--- START Selected passage ---

A Sermon by Rev. Michael Gladish
“Jesus said.. ‘Fill the water pots with water.’ And they filled them up to the brim. And He said to them, ‘Draw some out now, and take it to the master of the feast.’ And they took it..” And the water was made wine (John 2:7-9).
Water as a symbol for truth has many uses. We can drink it, freeze it, wash or cook with it, sail or swim in it, use it as a solvent to mix or separate things, even power machinery with it. Plants and animals can’t live without it any more than we can, and everybody knows how important some humidity can be in the air we breathe or circulate around our homes.
Water can be cooling, refreshing, invigorating, nourishing, and certainly is essential for the cleansing of the blood and tissues within the body. (Incidentally one thing few people seem to know is that water often is the most effective antacid you can get; drinking it simply dilutes the offending acids in the stomach and helps the digestive system restore its normal balance.)
Without water we dry up and die. So it is with truth in our minds. We need to know a lot of things in order to survive: what’s helpful and what’s harmful, what’s healthy and what’s not, how to get along with other people and how to get along without them, how to make a living, how to find fulfillment and meaning, where to go when we’re in trouble. If we don’t know the basic laws of our environment we are bound to get hurt or sick, and we can get into a lot of trouble in our relationships as well.
But this is just the beginning. Water in the Scriptures corresponds specifically to the truth of spiritual life. So we also need to know about the Lord, the spiritual world, faith, charity, the will and understanding, the process of regeneration, Divine Providence and many other things along these lines. We need to know them so that we can use them, and we can use them, like water, in many different ways.
In the story of the Lord’s first miracle the water we read about was stored in 6 large stone jars or pots. It was not for drinking or for cooking, but for washing, specifically for washing the dry dust of Palestine from the feet of visitors or guests as they entered the house. This is the water that the Lord turned into wine, in fact much better wine than the host of the wedding feast had served up to that point.
How did He do it? We don’t know. But there is one thing we do know: the miracle required the co-operation of the servants in the house. First they had to fill the water pots, and then they had to draw some out, and take it to the master of the feast. Maybe the water turned to wine as it filled the jugs. Maybe it did so as they were drawing it out. Maybe it did so as they carried it to the master. The point is that the Lord didn’t just “zap” the water, apart from the actions of the men and women in the story, but He did the miracle as they worked with Him, doing His word. This is important, as we’ll see, and makes it quite different from the situation where the devil suggested that the Lord should turn stones into bread (Matt. 4:3). In that case the miracle would have been for Himself, to satisfy His own hunger after fasting, and to prove His power apart from any other need. So of course He refused. But in this case the Lord was meeting the needs of a large group, and the fact that it was at a wedding party should be enough to tell us that it had something to do with our eternal life, for as we read in Matthew (22), the kingdom of heaven is compared to a marriage feast.

--- END Selected passage ---
--- START Recorded data ---

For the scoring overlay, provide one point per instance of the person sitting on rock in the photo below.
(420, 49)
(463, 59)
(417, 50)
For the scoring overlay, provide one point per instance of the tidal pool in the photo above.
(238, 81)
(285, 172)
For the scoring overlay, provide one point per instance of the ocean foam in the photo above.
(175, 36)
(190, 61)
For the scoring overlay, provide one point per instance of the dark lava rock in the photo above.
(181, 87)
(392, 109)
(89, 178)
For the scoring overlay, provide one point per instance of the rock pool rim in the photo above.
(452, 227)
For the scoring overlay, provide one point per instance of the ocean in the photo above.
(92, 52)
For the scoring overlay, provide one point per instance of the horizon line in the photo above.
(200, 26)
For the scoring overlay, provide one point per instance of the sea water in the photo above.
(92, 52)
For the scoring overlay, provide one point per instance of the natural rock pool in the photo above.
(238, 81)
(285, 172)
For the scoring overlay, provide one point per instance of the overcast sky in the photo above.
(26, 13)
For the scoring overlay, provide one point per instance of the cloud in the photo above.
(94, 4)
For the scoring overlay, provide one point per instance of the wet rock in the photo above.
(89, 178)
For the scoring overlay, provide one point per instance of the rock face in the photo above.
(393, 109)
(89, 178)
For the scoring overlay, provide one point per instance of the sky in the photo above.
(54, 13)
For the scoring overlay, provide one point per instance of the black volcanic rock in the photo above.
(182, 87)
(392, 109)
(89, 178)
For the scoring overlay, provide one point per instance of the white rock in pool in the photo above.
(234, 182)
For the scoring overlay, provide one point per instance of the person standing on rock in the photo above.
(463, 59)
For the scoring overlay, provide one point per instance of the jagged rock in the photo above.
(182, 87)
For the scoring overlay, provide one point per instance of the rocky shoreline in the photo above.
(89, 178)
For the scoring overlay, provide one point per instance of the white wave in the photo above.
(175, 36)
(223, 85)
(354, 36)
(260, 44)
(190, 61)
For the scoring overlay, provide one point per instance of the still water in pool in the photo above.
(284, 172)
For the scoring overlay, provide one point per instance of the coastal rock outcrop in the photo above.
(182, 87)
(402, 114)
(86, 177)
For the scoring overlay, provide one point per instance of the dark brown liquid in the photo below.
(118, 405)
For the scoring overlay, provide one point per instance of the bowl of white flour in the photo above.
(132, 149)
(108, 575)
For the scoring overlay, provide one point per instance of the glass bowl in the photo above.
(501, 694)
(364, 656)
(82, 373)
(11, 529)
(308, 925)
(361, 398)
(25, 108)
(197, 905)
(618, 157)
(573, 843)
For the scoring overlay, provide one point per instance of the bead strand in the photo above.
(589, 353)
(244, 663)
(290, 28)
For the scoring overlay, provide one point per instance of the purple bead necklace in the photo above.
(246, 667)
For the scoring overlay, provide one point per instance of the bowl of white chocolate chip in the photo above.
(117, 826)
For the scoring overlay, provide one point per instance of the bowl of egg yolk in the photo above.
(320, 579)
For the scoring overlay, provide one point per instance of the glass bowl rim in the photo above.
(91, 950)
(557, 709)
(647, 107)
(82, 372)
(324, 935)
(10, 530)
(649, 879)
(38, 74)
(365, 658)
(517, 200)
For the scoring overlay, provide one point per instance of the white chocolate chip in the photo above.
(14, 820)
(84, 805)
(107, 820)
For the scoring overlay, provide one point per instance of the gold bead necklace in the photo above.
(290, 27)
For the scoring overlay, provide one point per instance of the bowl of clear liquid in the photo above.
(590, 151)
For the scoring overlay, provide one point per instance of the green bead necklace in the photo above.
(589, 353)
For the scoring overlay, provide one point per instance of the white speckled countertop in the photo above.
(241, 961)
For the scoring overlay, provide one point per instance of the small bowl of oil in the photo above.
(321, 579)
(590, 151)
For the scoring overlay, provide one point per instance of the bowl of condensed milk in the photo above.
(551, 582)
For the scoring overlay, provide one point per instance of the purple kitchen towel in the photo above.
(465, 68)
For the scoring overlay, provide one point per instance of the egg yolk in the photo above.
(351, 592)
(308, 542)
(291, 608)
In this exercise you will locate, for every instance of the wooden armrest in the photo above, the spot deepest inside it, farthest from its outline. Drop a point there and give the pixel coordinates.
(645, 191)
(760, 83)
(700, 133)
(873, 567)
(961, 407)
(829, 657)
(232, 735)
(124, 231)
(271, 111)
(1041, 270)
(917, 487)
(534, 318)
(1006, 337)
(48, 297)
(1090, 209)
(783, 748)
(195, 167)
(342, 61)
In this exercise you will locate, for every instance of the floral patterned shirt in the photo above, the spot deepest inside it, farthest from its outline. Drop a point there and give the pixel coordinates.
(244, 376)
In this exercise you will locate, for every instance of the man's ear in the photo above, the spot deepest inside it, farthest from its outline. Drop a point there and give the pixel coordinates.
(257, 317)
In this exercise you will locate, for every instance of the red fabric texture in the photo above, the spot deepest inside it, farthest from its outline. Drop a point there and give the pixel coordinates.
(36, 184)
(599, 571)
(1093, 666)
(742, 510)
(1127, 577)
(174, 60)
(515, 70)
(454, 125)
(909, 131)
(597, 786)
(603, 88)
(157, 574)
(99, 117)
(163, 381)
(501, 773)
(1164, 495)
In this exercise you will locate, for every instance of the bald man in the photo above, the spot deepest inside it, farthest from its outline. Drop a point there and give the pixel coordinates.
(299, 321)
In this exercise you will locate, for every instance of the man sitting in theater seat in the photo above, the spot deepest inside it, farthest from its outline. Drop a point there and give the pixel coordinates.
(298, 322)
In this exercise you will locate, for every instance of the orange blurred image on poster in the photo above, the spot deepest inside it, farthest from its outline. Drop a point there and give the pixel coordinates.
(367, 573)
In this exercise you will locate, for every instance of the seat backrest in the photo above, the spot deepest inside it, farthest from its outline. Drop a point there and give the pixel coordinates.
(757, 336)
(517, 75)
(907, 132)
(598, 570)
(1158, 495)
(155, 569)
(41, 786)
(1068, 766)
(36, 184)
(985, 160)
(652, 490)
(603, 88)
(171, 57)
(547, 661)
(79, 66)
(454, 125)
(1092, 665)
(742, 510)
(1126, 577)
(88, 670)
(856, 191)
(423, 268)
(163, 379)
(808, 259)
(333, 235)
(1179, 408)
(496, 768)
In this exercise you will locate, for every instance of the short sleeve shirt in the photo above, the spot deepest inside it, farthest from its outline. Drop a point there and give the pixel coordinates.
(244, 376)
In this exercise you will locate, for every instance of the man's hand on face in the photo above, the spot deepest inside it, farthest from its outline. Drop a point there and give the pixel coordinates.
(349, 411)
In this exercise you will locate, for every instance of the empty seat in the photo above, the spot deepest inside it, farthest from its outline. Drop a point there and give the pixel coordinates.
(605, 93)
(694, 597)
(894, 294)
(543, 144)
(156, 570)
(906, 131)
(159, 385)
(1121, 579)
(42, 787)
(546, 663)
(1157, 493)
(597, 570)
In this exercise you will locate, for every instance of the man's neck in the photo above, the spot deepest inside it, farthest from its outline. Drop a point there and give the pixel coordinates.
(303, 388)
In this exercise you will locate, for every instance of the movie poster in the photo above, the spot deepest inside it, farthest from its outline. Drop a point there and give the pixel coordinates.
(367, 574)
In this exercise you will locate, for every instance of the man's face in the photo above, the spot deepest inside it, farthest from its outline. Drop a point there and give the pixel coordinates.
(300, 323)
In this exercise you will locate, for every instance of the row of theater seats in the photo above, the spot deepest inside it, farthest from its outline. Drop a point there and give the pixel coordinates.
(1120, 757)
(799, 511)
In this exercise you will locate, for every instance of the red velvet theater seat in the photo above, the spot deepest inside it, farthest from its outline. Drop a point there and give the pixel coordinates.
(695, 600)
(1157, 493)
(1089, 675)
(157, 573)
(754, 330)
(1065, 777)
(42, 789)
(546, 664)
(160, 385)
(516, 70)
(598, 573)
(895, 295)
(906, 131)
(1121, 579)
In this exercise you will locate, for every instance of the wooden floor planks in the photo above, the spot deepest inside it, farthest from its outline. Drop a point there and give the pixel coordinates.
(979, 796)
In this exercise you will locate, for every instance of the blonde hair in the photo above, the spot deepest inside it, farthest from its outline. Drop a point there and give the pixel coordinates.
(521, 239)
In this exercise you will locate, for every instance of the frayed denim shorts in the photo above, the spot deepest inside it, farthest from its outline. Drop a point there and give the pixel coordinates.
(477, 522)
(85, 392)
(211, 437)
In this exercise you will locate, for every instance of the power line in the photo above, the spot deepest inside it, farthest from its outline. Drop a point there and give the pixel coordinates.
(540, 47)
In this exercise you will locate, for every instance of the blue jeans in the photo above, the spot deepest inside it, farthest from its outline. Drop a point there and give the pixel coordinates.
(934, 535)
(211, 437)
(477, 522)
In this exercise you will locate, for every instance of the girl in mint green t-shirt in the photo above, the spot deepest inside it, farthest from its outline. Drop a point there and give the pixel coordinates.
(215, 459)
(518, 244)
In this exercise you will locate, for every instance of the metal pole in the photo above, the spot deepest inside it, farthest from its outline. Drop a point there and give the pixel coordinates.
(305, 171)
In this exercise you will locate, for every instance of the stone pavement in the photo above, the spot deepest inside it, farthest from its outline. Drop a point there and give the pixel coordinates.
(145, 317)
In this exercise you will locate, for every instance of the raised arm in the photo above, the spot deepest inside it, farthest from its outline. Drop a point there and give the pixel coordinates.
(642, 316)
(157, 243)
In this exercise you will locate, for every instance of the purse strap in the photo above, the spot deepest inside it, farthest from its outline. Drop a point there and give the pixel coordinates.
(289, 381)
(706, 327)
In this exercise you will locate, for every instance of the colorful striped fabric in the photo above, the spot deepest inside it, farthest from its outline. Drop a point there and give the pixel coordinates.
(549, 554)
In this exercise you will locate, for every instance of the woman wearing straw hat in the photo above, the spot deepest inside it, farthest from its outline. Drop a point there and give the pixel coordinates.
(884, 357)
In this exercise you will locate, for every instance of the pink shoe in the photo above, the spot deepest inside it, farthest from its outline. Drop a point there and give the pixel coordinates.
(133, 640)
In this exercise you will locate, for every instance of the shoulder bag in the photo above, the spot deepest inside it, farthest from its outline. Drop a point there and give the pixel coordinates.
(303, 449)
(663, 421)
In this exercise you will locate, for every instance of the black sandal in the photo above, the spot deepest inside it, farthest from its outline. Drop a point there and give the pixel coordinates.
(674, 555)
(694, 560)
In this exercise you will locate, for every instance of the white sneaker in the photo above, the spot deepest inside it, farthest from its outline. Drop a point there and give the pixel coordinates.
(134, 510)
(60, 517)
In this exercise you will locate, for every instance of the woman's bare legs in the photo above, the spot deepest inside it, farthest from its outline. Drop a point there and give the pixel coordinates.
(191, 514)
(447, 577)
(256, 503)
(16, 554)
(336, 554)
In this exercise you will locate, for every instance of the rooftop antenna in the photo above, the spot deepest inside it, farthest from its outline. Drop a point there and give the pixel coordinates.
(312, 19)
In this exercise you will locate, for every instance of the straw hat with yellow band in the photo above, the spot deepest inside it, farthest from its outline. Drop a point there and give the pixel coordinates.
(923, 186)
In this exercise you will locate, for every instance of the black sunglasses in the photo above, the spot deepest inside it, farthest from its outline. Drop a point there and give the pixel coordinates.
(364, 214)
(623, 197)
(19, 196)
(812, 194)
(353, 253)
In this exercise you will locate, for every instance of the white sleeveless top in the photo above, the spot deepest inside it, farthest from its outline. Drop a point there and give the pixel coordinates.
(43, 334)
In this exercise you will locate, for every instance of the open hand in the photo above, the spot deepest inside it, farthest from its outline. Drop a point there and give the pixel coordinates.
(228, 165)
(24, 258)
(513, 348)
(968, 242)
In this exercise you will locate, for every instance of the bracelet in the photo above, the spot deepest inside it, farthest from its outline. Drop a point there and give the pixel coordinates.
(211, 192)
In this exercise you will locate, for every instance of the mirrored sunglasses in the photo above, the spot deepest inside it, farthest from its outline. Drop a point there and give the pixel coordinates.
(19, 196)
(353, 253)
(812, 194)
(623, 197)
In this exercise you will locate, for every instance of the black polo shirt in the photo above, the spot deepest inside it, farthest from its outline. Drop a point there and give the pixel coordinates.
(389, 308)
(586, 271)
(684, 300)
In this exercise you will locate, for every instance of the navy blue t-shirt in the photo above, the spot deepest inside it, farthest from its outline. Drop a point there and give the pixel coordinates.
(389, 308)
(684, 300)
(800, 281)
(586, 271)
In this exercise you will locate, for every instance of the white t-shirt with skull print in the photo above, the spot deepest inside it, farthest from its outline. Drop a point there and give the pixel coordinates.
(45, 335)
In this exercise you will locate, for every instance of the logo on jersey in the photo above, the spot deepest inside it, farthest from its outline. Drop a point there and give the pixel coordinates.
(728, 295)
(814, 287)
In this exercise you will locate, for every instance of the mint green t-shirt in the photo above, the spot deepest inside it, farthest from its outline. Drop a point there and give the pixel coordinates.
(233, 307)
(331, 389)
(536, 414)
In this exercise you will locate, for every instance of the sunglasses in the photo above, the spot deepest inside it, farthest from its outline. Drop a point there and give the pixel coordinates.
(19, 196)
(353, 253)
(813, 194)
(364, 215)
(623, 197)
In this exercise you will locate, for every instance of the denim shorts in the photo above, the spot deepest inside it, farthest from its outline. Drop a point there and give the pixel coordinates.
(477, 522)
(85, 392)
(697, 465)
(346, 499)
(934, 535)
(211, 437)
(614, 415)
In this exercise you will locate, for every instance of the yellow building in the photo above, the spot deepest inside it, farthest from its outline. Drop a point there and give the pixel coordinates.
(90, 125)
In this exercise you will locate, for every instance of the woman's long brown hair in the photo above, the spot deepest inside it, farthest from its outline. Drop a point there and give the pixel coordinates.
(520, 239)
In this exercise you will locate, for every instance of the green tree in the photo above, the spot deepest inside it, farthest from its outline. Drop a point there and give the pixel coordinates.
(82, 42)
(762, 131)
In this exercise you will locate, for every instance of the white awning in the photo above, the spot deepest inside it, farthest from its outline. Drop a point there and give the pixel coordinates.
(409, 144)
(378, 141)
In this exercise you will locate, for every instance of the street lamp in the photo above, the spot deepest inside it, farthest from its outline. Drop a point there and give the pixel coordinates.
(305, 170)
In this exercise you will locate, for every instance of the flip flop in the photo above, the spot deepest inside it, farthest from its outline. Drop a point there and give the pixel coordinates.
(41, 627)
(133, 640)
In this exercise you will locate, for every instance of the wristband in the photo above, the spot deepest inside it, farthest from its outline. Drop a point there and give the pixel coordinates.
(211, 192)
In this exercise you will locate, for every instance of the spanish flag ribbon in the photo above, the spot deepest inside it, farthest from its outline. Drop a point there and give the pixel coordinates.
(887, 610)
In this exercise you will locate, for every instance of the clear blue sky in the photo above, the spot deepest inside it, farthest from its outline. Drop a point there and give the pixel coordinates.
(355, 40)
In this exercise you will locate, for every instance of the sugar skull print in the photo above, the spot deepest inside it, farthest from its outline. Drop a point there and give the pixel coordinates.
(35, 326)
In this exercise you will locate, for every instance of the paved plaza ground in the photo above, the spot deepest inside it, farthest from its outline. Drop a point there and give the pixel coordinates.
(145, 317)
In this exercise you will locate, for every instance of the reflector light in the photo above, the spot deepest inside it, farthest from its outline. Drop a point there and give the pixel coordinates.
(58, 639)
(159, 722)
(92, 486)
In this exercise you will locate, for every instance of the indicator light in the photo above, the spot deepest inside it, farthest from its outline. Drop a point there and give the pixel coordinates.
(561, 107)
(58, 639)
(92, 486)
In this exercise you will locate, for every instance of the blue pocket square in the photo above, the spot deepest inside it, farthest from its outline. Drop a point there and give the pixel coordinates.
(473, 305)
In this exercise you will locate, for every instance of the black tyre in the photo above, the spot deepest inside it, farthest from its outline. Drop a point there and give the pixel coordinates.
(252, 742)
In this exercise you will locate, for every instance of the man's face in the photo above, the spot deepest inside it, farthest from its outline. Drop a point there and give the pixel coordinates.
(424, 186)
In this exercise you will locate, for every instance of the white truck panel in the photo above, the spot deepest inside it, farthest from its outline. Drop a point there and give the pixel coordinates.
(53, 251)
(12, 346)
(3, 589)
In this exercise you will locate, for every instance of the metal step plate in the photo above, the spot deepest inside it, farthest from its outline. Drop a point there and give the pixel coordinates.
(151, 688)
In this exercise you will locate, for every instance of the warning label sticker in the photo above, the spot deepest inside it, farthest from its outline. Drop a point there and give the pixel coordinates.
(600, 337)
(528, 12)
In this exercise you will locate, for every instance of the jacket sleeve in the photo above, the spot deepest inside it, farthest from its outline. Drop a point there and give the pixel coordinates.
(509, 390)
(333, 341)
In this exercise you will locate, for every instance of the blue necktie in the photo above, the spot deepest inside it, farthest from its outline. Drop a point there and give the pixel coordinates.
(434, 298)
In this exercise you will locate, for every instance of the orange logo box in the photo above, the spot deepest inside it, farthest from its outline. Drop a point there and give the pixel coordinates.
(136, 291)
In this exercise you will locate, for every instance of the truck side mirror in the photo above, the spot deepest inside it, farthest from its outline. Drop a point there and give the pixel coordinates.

--- END Recorded data ---

● **Set tasks**:
**A.** In the sermon, why did the Lord refuse the devil's suggestion to turn stones into bread? Answer in one to three sentences.
**B.** Count the lines of the records that contain the string "mint" and give only that number.

● **Answer set**:
**A.** He refused because that miracle would have been for Himself. It would have served only to satisfy His own hunger after fasting and to prove His power apart from any other need.

**B.** 2